Rewrite the part of the entries below that opens with the line containing "Task: point out the bare" and closes with the line containing "[[131, 305]]" as a numbered list with one line per item. Include both of those lines and skip any blank lines.

---------- Provided data

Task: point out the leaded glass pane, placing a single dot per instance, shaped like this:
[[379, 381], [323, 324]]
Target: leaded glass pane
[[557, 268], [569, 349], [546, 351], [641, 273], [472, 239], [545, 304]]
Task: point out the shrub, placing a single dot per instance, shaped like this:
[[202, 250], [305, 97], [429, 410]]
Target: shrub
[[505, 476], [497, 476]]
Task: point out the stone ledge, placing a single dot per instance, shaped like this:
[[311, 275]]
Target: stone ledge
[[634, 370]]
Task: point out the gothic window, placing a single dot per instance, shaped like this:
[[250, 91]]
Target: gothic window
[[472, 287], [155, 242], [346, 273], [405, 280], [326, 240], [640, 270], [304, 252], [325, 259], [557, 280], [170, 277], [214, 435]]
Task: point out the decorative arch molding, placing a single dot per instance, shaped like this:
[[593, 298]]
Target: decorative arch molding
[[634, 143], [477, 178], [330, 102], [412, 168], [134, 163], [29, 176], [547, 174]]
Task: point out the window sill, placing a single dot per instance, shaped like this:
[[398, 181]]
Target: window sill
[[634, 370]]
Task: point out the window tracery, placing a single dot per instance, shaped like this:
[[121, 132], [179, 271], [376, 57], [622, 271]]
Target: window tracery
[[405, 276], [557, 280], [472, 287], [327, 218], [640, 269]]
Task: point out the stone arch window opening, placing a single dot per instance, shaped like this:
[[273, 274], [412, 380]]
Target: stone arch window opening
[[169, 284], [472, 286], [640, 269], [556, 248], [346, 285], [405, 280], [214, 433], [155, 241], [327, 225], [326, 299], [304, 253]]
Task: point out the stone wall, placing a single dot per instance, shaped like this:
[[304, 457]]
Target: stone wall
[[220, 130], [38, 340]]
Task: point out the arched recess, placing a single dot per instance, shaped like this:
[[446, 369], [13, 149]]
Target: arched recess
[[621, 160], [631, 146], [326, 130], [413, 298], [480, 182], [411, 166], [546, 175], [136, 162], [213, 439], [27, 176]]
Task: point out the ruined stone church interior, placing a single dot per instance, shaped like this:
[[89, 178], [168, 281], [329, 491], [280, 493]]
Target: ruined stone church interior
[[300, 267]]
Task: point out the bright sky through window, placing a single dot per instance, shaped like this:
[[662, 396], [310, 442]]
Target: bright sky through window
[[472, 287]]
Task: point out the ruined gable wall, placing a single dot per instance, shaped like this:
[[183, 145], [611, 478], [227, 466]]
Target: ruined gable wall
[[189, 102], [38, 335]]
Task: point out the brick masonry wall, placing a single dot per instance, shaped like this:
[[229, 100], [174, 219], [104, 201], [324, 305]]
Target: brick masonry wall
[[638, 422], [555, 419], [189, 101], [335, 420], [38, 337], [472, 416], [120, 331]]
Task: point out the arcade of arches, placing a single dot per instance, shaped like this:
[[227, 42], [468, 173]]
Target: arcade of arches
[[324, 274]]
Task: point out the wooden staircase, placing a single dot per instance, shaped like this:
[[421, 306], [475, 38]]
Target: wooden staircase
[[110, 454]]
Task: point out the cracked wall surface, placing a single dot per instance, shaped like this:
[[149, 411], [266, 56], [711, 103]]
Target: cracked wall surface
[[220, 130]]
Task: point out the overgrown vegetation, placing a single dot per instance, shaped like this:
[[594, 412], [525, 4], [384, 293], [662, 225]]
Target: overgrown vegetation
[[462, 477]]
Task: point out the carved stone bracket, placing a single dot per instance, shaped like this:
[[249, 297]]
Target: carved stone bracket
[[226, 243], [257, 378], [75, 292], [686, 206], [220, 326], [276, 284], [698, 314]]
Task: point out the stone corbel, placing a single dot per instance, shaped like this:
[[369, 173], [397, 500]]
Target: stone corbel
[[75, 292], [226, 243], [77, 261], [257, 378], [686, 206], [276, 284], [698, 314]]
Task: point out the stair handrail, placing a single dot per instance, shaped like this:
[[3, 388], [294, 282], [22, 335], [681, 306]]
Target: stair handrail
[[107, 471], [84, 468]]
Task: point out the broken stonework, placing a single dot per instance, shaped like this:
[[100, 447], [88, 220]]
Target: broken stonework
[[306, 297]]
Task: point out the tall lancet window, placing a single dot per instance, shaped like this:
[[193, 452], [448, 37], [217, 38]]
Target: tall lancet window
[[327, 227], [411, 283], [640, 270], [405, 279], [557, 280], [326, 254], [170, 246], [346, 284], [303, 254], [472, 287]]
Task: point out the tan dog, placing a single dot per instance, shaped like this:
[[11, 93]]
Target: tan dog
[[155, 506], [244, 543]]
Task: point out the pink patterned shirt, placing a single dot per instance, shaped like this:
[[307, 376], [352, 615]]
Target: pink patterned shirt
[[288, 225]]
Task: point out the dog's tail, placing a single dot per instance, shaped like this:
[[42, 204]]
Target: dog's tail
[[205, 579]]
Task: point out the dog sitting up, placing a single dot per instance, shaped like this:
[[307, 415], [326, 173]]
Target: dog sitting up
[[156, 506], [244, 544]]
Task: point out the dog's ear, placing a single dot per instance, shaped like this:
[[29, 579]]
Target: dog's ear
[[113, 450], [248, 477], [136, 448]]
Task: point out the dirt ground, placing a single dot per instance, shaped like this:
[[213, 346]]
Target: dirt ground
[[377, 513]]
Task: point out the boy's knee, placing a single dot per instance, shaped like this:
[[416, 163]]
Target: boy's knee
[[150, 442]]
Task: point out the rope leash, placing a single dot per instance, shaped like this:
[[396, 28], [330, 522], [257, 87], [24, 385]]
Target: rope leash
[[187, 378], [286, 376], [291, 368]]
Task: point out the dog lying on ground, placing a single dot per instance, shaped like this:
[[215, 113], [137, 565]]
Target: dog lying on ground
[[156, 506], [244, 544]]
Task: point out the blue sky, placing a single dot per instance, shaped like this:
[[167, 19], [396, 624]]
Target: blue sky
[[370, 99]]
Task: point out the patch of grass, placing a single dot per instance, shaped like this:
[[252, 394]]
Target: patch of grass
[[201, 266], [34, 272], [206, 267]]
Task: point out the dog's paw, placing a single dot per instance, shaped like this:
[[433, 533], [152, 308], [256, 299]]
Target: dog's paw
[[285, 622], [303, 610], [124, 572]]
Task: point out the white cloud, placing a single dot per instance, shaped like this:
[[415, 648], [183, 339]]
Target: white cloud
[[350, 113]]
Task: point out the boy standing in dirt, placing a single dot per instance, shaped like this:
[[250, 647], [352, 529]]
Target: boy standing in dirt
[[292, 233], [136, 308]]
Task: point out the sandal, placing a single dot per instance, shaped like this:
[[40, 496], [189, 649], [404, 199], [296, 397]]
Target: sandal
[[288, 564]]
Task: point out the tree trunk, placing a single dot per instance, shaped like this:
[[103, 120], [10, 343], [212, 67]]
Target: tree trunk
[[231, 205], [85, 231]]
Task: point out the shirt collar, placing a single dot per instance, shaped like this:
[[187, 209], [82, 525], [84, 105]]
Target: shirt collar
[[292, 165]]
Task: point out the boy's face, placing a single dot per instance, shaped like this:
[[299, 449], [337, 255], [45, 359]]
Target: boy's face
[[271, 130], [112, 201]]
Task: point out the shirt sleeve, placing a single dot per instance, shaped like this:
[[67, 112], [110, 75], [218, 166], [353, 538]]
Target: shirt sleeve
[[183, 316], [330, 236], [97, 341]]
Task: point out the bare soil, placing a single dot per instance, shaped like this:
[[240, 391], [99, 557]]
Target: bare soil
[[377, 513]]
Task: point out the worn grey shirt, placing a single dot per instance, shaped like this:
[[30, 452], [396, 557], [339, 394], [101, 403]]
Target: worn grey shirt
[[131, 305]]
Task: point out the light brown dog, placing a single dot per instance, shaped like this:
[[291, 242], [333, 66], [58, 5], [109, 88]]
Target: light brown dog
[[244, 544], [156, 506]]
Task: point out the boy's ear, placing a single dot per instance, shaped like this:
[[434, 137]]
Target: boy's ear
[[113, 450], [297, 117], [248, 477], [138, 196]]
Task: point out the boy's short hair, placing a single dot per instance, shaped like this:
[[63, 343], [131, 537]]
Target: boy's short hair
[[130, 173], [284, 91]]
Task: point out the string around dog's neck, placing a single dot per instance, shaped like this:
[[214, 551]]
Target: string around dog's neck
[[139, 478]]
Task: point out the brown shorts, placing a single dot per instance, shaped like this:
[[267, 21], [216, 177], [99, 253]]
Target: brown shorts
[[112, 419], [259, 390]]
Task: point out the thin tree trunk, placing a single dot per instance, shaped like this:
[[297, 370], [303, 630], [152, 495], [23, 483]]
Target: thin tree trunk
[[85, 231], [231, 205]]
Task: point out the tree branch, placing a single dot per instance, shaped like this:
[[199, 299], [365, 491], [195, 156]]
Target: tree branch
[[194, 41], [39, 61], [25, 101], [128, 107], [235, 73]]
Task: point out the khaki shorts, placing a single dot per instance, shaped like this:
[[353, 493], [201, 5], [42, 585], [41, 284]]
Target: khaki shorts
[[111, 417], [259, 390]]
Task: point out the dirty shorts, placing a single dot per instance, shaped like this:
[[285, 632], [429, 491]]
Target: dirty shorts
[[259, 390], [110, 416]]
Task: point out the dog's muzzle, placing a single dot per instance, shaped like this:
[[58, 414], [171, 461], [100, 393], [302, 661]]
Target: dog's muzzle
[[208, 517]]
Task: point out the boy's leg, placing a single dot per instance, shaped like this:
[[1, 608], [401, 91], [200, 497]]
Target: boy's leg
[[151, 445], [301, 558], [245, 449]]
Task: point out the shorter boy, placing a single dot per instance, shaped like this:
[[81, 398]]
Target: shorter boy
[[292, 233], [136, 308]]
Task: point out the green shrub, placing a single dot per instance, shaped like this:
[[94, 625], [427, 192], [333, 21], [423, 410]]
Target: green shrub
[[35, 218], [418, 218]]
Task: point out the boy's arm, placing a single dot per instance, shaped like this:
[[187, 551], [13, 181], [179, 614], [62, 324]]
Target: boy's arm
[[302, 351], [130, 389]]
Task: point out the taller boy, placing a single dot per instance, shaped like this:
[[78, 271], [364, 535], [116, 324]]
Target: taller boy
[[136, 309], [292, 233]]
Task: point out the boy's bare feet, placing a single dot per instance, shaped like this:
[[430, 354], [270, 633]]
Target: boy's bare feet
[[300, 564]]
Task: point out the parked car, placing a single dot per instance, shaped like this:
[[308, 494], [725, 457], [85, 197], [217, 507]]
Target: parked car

--------------------

§ Response:
1. Task: point out the bare soil, placing a single dot per instance, shaped like this:
2. [[240, 391], [99, 557]]
3. Target: bare soil
4. [[377, 513]]
5. Task: point out the worn grey shirt, placing a single dot per instance, shaped like this:
6. [[30, 452], [396, 557], [339, 394], [101, 403]]
7. Target: worn grey shirt
8. [[131, 305]]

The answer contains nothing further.